EXERCISE DESCRIPTION:
From the text below on image encoders and mixup, print the stretch from "where (\(\mu , \sigma" through "a gaussian distribution." word for word.

>> Start TEXT SHOWN

The final generated image is: (where \(\circ \) denotes element-wise multiplication)

$$\begin{aligned} I = I_{bg} \circ (1 - I_{m}) + I_{fg} \circ I_{m} \end{aligned}$$
(5)

Encoders. Unlike FineGAN, which performs only the generation task, our method requires the use of encoders. We introduce three encoders: background encoder \(E_{bg}\), shape encoder \(E_{p}\), and style encoder \(E_{c}\). They run in semi-parallel to predict both the latent codes (\(v_{bg},v_p,v_c, z\)) of an input image and the underlying one-hot vectors (\(e_{bg},e_p,e_c\)). All encoders are fed with image I as input. The background encoder is also fed with the mask \(I_m\). During image reconstruction, there is no initial image mask, therefore it first has to be generated by encoding the shape and style features and applying the foreground generator. The lack of ground-truth mask is why the encoders do not run fully in parallel. In addition, the background and shape encoders also produce bypass tensors (\(B_{bg},B_{fg}\)) to be used as skip connections between the encoders and the generators.

$$\begin{aligned} (B_{bg})&= E_{bg}(I, I_m) \end{aligned}$$
(6)
$$\begin{aligned} (\hat{e}_p ,\mu _p, \sigma _p, B_{fg}, \mu _z, \sigma _z)&= E_{p}(I) \end{aligned}$$
(7)
$$\begin{aligned} (\hat{e}_c ,\mu _c, \sigma _c)&= E_{c}(I) \end{aligned}$$
(8)

where (\(\mu , \sigma \)) are three paired vectors of sizes (\(d_{z}, d_{p}, d_{c}\)) defining the mean and variance to sample each element of (\(\hat{z}, \hat{v}_{p}, \hat{v}_{c}\)) from a gaussian distribution.

Mixup. At the intersection between the encoders and generators, we introduce a novel method to merge information coded by the encoders and information produced by the embeddings and lower levels of the generators. The mixup module  [35], mixes two input variables with a weight parameter \(\beta \). The rationale behind this application is that during generation there is no data coming from the encoders, so the mixup is turned off and only information from the embeddings and lower levels of the generators are passed forward. During reconstruction, we want our method to utilize the skip connections to improve performance and also use the predicted embeddings \((v_p,v_c)\) to represent the object’s shape and style. The contrast between the two paths leads to a difficulty in optimizing them simultaneously. The introduction of the mixup simplifies this by having both paths active during forward path and back-propagation. In contrast to regular residual connections, the ever changing \(\beta \) used in the mixup forces both inputs to be independent representations and not complement each other.

>> End TEXT SHOWN
>> Start RECORDS SHOWN

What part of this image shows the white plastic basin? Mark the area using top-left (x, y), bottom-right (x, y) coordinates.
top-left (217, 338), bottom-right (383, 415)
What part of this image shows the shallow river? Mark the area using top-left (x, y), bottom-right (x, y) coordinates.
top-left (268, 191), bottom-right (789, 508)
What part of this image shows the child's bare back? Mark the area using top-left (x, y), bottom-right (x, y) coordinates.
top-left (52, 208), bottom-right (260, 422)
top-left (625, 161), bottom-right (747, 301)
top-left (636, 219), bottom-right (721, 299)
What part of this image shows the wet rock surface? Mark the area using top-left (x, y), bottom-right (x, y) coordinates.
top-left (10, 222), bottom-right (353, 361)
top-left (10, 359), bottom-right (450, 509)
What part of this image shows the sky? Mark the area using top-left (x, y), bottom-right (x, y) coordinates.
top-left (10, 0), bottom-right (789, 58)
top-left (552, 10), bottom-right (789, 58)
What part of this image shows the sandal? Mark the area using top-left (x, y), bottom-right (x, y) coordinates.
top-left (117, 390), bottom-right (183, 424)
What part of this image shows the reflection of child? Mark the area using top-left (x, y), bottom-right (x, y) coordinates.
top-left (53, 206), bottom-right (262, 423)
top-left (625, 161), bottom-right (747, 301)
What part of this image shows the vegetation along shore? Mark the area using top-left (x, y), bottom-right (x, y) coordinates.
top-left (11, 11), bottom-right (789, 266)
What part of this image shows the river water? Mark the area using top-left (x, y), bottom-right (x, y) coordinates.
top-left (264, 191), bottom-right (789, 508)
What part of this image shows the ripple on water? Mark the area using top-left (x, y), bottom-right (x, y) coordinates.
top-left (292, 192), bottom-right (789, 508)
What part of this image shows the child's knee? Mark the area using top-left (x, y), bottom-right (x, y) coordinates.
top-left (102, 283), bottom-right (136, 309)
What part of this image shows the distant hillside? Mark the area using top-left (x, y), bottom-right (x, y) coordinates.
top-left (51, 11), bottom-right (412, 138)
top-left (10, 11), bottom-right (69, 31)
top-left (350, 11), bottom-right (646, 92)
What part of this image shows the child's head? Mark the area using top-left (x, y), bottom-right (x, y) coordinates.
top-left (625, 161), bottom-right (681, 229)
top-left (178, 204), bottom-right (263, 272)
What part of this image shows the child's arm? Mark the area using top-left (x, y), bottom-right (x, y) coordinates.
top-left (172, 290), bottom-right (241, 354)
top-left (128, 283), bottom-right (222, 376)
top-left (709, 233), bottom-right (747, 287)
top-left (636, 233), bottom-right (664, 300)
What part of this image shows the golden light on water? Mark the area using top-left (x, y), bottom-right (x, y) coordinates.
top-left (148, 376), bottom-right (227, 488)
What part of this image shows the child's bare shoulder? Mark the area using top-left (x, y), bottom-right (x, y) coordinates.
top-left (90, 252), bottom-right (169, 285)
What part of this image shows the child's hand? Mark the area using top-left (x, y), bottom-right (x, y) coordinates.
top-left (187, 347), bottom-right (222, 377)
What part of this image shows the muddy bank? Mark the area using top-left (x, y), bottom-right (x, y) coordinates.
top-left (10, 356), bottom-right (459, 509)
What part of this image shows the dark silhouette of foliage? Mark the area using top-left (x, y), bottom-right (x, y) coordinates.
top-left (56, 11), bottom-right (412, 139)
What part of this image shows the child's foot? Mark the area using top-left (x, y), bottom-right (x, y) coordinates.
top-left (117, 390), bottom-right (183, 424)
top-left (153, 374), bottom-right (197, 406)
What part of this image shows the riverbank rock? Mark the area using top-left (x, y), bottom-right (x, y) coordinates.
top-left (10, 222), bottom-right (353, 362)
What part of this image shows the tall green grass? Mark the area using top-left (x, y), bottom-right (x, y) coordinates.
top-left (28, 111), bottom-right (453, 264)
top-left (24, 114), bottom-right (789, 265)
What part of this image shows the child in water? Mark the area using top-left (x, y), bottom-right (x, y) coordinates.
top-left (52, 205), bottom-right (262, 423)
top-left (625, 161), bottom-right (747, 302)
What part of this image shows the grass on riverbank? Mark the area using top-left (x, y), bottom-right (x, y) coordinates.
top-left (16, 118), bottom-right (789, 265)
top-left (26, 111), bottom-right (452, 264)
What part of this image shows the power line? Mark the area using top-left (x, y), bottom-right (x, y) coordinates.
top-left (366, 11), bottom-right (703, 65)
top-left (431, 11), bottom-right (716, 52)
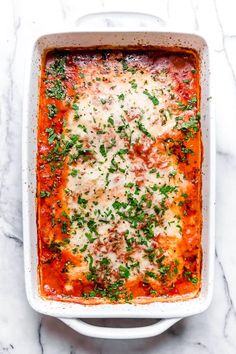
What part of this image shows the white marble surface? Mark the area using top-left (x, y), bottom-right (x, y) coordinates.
top-left (0, 0), bottom-right (236, 354)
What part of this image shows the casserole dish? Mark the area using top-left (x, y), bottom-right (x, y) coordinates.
top-left (23, 12), bottom-right (214, 338)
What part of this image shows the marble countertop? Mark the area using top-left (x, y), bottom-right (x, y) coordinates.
top-left (0, 0), bottom-right (236, 354)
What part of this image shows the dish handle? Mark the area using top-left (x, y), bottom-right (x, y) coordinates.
top-left (59, 318), bottom-right (181, 339)
top-left (75, 11), bottom-right (166, 29)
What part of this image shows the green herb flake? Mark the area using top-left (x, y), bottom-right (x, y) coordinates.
top-left (100, 98), bottom-right (107, 104)
top-left (119, 265), bottom-right (130, 279)
top-left (47, 104), bottom-right (58, 118)
top-left (129, 80), bottom-right (138, 90)
top-left (45, 80), bottom-right (66, 100)
top-left (137, 121), bottom-right (155, 140)
top-left (99, 144), bottom-right (107, 157)
top-left (143, 89), bottom-right (159, 106)
top-left (39, 191), bottom-right (51, 198)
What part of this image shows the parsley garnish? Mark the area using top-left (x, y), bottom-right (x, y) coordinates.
top-left (46, 80), bottom-right (66, 100)
top-left (47, 104), bottom-right (58, 118)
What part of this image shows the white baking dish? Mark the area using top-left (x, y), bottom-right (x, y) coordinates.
top-left (23, 18), bottom-right (215, 338)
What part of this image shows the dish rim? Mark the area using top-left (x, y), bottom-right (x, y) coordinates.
top-left (22, 28), bottom-right (215, 318)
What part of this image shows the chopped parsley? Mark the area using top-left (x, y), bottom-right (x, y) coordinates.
top-left (47, 104), bottom-right (58, 118)
top-left (46, 80), bottom-right (66, 100)
top-left (143, 89), bottom-right (159, 106)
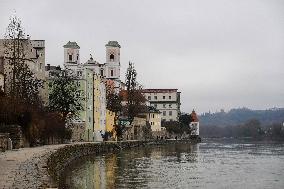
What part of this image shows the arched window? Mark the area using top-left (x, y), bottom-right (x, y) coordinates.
top-left (109, 54), bottom-right (114, 61)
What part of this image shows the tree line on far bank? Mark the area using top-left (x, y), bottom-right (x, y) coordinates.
top-left (200, 119), bottom-right (284, 140)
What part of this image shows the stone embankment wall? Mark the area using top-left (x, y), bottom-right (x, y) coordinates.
top-left (47, 141), bottom-right (147, 187)
top-left (47, 138), bottom-right (200, 187)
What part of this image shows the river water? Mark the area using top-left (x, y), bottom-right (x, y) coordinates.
top-left (60, 139), bottom-right (284, 189)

>> End RECORDS SHOWN

SOLVED EXERCISE:
where (\(\mu , \sigma \)) are three paired vectors of sizes (\(d_{z}, d_{p}, d_{c}\)) defining the mean and variance to sample each element of (\(\hat{z}, \hat{v}_{p}, \hat{v}_{c}\)) from a gaussian distribution.